### WORK REQUIRED
The answer must consist of every line from the entries that holds the word "cathedral".

### EXTRACTED DATA
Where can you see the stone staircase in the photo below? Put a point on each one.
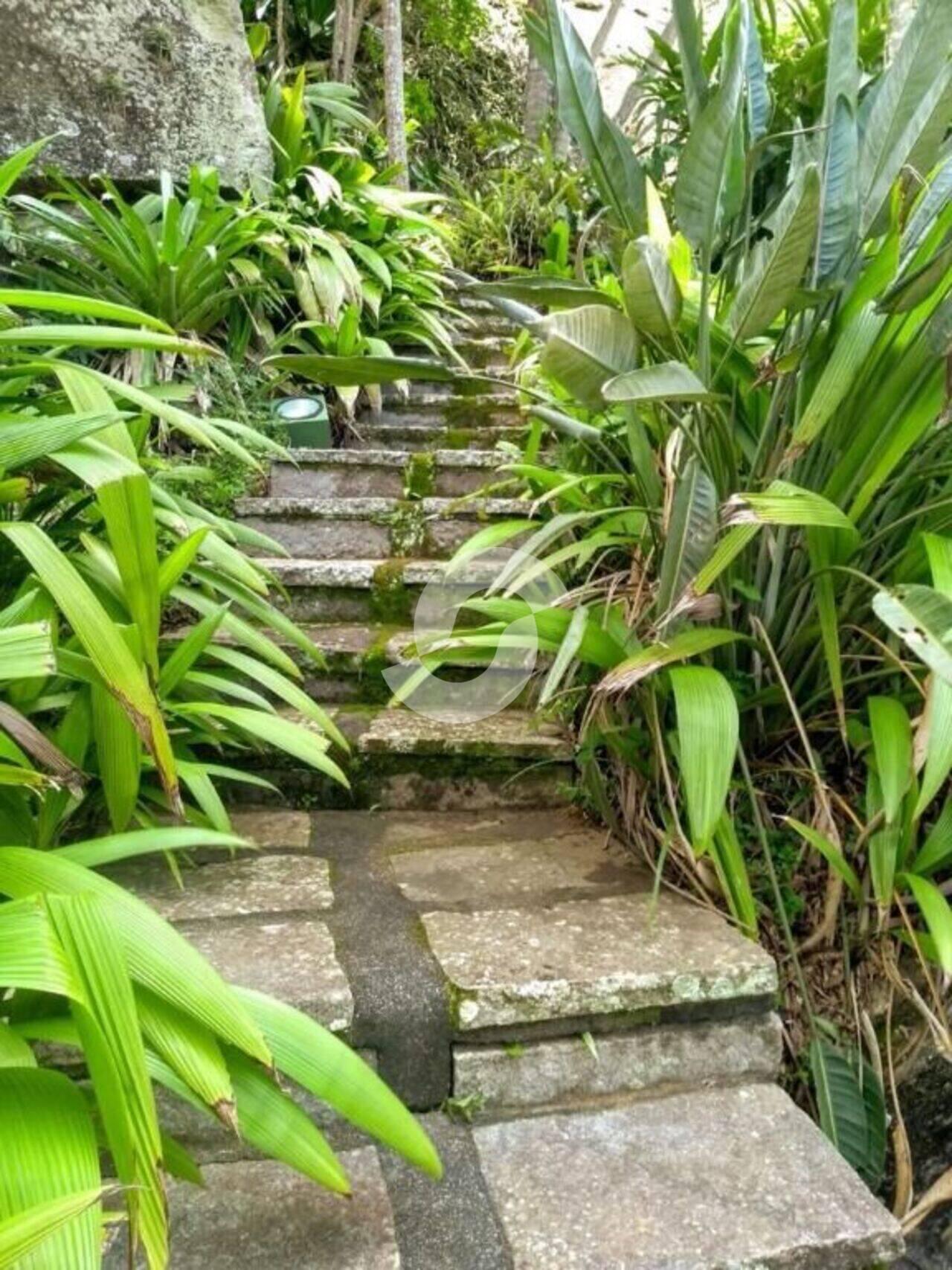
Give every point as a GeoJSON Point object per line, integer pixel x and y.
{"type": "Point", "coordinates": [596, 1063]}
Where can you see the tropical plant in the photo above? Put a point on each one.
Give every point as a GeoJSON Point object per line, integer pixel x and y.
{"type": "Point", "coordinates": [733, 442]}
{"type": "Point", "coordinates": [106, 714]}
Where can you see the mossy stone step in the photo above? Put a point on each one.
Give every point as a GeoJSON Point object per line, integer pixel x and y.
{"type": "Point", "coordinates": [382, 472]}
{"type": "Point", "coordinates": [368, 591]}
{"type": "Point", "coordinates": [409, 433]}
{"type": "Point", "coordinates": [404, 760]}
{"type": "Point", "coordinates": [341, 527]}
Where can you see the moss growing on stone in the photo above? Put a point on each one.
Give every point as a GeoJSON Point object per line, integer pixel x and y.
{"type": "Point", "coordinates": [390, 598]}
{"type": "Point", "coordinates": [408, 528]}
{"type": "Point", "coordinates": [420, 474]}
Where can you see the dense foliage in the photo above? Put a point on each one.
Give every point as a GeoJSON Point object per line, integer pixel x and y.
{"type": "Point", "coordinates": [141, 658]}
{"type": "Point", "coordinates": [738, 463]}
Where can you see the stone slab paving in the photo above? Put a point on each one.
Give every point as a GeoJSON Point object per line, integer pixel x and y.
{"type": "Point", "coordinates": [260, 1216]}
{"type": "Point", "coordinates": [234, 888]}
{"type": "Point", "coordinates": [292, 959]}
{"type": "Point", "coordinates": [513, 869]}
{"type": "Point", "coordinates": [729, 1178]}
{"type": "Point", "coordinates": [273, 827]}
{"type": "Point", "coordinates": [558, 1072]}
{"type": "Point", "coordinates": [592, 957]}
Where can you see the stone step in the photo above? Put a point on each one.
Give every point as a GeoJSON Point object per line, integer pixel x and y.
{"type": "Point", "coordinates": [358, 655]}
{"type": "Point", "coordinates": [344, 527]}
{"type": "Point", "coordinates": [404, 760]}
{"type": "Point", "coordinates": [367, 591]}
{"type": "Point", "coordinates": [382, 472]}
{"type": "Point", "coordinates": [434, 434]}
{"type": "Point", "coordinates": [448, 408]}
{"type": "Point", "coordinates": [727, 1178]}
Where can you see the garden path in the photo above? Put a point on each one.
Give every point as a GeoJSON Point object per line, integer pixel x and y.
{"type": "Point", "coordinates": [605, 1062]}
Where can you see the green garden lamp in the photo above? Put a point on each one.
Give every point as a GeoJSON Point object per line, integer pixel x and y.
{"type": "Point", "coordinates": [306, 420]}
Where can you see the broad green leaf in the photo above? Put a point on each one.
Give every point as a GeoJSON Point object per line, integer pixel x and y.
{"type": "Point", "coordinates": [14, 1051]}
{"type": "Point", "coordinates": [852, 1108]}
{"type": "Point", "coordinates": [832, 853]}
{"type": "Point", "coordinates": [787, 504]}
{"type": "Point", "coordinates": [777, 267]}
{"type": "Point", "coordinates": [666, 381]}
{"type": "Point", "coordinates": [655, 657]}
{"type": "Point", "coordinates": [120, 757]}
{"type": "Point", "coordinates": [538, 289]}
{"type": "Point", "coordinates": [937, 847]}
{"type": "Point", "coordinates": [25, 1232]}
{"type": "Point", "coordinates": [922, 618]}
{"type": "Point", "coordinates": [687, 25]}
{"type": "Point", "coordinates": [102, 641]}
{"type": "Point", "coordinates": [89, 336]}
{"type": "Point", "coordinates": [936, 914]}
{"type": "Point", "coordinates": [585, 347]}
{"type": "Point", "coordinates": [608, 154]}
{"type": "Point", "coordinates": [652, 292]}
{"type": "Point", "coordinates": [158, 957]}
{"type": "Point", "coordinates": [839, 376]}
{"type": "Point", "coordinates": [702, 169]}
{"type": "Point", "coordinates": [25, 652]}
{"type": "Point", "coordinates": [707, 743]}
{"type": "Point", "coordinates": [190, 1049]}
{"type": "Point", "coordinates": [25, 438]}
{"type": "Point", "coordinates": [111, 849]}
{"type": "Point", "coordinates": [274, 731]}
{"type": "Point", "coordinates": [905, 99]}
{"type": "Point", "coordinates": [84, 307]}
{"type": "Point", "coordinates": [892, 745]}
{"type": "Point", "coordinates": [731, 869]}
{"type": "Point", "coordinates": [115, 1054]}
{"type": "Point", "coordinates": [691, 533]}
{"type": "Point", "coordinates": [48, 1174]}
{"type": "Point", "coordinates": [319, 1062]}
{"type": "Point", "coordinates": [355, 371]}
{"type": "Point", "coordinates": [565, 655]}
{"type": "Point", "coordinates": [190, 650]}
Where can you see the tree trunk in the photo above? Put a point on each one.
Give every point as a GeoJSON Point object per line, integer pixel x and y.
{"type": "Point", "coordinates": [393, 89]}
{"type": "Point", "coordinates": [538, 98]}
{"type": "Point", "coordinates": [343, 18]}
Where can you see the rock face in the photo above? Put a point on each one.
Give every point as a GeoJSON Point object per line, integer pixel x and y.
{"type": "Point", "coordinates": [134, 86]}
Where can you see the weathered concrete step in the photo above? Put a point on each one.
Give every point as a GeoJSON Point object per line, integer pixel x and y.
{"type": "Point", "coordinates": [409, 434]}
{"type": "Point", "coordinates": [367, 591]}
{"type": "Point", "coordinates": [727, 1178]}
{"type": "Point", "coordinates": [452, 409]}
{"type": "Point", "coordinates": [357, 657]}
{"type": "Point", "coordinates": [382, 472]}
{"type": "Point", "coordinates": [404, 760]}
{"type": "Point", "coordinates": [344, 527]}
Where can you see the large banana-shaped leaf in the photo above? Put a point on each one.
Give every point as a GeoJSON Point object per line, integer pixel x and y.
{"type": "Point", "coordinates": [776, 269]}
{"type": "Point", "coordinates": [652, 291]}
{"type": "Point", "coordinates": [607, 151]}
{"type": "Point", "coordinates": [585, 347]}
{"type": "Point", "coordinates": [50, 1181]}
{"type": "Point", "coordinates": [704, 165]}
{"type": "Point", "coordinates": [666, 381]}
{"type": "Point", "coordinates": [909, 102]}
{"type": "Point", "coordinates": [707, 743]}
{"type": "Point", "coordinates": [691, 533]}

* * *

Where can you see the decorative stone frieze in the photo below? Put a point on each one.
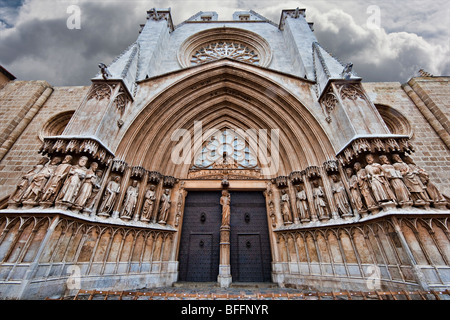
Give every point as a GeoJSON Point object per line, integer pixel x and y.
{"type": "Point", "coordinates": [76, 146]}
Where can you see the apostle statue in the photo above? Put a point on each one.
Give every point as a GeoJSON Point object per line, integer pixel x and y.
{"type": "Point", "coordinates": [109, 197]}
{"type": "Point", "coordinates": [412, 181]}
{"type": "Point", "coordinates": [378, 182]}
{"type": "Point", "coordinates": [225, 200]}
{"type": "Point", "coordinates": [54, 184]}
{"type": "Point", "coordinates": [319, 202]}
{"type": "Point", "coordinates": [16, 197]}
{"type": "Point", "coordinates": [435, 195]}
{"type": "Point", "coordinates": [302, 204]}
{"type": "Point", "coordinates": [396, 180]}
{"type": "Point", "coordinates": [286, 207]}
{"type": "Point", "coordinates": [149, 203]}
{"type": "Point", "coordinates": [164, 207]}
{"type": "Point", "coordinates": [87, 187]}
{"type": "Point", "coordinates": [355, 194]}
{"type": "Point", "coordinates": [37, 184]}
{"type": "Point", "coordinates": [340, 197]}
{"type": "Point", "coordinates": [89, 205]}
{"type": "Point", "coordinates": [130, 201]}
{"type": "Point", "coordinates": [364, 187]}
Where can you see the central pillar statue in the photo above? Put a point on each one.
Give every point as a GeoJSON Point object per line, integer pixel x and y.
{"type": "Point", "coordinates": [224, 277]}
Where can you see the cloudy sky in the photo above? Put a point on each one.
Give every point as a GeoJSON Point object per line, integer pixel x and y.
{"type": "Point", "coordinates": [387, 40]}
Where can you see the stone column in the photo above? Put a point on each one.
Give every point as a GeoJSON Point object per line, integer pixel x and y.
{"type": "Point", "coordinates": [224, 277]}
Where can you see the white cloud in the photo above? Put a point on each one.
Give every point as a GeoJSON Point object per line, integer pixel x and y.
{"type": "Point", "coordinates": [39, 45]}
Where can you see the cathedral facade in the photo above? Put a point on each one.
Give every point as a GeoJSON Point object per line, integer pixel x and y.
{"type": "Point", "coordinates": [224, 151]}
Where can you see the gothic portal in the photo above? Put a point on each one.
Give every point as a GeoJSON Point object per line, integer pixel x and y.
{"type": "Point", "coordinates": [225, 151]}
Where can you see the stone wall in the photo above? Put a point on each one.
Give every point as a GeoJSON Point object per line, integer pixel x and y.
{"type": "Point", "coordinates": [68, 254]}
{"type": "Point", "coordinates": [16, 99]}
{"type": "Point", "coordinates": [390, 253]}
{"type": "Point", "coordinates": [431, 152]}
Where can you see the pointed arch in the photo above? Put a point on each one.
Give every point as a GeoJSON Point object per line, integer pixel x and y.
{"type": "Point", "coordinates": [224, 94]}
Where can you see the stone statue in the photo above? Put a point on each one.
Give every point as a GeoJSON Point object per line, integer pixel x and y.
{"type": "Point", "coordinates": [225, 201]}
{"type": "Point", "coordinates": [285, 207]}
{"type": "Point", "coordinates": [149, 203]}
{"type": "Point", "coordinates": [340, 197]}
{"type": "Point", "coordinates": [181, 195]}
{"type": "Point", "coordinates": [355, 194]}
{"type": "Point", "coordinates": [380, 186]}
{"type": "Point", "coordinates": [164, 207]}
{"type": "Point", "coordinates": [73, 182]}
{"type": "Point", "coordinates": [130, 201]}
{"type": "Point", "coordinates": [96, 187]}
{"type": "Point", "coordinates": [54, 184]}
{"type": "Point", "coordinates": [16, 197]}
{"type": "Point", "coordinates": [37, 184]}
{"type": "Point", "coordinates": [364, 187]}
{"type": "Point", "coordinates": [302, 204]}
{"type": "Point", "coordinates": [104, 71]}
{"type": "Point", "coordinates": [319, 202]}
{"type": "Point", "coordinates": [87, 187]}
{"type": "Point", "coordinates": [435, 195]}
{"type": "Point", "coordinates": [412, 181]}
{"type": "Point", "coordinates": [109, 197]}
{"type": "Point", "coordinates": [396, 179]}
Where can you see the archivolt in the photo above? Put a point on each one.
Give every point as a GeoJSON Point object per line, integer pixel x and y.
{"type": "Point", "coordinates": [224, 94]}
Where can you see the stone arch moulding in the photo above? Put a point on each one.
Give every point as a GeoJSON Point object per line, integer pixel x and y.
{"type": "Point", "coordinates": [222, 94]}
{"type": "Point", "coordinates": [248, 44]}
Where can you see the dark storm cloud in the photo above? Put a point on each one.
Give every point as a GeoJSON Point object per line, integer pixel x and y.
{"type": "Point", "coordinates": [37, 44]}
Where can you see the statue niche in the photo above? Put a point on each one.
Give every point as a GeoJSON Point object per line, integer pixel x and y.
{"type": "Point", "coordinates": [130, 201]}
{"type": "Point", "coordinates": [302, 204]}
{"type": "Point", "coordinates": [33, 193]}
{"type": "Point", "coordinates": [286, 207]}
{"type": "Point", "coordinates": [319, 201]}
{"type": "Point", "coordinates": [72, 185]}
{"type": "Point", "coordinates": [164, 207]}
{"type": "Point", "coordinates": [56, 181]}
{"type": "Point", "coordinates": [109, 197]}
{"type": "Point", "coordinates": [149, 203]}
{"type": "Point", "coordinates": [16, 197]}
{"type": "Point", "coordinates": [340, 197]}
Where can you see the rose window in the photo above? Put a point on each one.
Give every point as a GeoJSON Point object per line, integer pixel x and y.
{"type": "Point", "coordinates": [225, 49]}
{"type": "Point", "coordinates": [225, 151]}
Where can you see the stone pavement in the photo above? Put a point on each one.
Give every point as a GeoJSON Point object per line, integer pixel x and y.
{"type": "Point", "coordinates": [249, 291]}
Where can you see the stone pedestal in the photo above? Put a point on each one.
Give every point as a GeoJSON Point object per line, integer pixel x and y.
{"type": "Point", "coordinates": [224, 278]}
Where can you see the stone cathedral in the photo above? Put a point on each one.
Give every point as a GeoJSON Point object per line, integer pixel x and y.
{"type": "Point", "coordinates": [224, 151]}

### TASK ANSWER
Where can you see the cathedral facade in the photo above? Put a point on each one.
Where can you see the stone cathedral in the photo above? Put a point on each one.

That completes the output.